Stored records
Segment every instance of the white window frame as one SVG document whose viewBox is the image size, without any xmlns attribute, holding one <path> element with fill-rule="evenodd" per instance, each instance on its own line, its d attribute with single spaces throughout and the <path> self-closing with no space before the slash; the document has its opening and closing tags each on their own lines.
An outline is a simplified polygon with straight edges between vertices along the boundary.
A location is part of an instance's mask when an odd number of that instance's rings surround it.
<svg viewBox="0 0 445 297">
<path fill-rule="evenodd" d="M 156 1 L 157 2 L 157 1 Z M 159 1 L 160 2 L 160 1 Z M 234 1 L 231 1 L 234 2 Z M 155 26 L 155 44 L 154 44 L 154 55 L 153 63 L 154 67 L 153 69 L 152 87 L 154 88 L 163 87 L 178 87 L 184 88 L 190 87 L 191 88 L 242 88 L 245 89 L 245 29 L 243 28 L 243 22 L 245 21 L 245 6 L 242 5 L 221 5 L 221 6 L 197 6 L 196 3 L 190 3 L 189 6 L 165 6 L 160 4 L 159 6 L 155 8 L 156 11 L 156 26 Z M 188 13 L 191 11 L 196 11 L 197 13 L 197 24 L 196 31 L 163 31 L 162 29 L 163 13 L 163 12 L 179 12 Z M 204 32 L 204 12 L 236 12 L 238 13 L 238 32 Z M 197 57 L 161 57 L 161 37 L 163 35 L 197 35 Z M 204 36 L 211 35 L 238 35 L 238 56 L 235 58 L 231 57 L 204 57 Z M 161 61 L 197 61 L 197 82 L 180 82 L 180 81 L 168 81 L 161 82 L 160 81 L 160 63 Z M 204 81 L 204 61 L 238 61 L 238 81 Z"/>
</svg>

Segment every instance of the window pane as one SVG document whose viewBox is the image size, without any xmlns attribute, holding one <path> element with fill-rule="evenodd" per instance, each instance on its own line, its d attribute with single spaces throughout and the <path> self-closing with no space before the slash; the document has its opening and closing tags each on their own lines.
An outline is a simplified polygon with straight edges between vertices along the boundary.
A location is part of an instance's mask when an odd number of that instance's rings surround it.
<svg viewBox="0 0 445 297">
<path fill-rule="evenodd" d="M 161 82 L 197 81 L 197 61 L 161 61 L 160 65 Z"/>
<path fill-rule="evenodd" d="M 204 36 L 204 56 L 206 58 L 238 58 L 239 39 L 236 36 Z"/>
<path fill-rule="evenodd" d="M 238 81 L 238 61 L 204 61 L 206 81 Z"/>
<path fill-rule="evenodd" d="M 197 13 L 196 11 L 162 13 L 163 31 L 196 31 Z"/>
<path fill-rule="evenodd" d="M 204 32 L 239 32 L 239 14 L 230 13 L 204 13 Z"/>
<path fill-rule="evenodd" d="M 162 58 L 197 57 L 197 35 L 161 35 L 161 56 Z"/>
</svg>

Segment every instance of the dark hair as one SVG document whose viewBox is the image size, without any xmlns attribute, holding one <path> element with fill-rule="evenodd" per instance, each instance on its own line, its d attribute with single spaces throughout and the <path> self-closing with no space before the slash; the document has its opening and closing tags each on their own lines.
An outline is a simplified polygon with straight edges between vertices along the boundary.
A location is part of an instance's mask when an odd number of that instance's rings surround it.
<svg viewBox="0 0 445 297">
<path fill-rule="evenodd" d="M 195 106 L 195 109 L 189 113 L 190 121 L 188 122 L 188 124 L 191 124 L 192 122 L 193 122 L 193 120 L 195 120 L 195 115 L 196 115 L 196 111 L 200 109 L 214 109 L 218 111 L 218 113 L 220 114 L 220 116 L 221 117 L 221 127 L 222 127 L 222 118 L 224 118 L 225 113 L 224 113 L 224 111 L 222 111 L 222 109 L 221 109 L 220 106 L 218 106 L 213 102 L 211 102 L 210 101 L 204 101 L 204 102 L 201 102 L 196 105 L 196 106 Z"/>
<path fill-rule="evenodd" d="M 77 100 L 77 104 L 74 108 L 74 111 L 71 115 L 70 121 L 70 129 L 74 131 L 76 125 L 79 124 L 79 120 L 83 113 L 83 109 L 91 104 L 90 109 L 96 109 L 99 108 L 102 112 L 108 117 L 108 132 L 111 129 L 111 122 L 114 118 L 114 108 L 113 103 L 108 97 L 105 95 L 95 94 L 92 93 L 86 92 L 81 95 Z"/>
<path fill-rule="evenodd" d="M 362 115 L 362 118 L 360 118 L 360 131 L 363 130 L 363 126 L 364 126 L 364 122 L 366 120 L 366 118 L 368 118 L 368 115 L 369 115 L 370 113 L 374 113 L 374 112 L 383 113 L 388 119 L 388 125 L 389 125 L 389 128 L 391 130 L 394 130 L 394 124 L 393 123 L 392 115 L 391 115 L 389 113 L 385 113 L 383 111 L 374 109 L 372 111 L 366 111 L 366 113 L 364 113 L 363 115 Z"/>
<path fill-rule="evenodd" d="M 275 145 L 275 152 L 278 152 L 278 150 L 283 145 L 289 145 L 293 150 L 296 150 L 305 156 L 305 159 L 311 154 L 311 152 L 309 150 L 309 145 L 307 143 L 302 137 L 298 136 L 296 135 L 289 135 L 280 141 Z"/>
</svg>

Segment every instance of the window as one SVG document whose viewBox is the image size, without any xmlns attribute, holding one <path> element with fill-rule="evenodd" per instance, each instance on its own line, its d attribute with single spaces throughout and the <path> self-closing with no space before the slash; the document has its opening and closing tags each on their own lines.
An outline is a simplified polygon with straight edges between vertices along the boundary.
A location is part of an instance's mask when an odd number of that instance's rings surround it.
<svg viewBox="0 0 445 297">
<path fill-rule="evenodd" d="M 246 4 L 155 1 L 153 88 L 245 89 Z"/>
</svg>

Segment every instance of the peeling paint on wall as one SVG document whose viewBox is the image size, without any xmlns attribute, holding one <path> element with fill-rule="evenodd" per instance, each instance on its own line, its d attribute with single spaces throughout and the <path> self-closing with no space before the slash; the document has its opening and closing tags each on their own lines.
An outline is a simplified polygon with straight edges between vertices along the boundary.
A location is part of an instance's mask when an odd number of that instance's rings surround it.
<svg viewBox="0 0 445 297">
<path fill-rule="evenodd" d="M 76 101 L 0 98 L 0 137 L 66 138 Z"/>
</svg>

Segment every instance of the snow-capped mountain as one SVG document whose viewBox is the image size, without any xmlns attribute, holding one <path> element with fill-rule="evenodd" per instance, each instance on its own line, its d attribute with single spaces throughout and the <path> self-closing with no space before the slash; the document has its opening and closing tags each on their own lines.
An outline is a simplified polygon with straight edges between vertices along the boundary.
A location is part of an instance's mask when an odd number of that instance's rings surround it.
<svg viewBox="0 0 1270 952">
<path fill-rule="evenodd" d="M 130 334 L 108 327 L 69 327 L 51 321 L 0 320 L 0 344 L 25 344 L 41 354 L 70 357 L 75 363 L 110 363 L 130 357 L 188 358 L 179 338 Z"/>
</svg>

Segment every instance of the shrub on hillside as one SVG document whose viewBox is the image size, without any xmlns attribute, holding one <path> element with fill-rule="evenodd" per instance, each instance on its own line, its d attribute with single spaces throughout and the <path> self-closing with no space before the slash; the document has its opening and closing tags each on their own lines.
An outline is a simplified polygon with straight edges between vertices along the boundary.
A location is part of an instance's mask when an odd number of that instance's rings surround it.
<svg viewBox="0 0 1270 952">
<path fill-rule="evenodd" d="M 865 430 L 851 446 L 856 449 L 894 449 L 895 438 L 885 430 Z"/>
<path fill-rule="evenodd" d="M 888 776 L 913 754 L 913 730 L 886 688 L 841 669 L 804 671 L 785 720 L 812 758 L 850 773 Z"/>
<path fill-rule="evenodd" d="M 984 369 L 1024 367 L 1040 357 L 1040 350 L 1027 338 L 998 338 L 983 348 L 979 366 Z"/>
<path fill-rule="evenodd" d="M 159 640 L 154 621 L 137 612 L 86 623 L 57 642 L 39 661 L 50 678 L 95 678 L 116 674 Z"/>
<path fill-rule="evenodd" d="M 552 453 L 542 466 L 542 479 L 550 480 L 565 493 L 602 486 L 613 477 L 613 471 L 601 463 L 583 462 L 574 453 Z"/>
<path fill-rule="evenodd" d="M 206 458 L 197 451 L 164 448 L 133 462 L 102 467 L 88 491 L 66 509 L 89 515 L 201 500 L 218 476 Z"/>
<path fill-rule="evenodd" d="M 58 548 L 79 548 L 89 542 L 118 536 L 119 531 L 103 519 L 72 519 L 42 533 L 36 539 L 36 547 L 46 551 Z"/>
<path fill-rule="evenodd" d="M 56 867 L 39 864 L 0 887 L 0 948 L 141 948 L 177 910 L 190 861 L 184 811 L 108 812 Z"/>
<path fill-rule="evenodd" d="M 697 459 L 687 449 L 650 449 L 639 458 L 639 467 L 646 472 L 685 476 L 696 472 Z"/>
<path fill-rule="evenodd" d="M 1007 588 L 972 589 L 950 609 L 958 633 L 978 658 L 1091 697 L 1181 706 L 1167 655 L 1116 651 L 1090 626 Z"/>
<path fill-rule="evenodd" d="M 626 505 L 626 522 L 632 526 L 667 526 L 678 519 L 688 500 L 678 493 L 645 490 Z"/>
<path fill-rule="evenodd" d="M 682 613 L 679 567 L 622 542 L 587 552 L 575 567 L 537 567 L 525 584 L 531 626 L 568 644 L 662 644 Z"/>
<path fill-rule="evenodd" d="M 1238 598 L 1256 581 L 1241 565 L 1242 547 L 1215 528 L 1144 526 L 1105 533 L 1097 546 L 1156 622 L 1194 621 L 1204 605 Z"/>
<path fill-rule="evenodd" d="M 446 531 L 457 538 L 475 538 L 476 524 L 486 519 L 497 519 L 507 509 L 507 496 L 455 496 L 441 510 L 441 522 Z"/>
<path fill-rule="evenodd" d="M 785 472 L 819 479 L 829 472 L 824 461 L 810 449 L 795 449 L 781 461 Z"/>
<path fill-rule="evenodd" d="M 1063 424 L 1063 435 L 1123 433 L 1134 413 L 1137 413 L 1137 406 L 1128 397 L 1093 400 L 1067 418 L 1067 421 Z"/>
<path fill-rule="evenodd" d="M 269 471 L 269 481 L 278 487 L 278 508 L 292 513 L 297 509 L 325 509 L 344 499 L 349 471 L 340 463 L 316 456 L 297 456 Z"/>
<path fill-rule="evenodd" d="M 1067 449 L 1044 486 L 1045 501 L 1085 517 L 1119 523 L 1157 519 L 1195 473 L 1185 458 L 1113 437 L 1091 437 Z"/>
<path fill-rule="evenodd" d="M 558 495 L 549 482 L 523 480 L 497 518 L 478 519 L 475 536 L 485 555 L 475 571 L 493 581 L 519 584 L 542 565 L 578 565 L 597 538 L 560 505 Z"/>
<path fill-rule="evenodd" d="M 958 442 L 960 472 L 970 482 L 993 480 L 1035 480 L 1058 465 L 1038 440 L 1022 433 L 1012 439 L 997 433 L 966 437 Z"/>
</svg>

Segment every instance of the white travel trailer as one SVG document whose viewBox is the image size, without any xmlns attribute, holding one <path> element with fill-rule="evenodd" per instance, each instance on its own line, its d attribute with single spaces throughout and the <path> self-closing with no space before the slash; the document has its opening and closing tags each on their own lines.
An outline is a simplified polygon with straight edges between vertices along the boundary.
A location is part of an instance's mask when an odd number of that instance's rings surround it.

Work instructions: Can you repeat the entry lines starting at the one containing "Segment every instance of the shrub" and ending at the one containing "865 430 L 851", inclusive and character for character?

Solution to the exercise:
Segment every instance of the shrub on hillside as one SVG document whose viewBox is the image size, without any xmlns attribute, holding one <path> element with fill-rule="evenodd" per instance, each instance on its own line, its d attribute with single spaces throughout and the <path> self-closing with no space before the slash; the document has its opening and closing tags each on their own lines.
An outline is a simplified polygon with straight edges between vertices along the boundary.
A location is part of an instance's mask when an odd number of that instance's rings surround it.
<svg viewBox="0 0 1270 952">
<path fill-rule="evenodd" d="M 865 430 L 851 446 L 856 449 L 894 449 L 895 438 L 885 430 Z"/>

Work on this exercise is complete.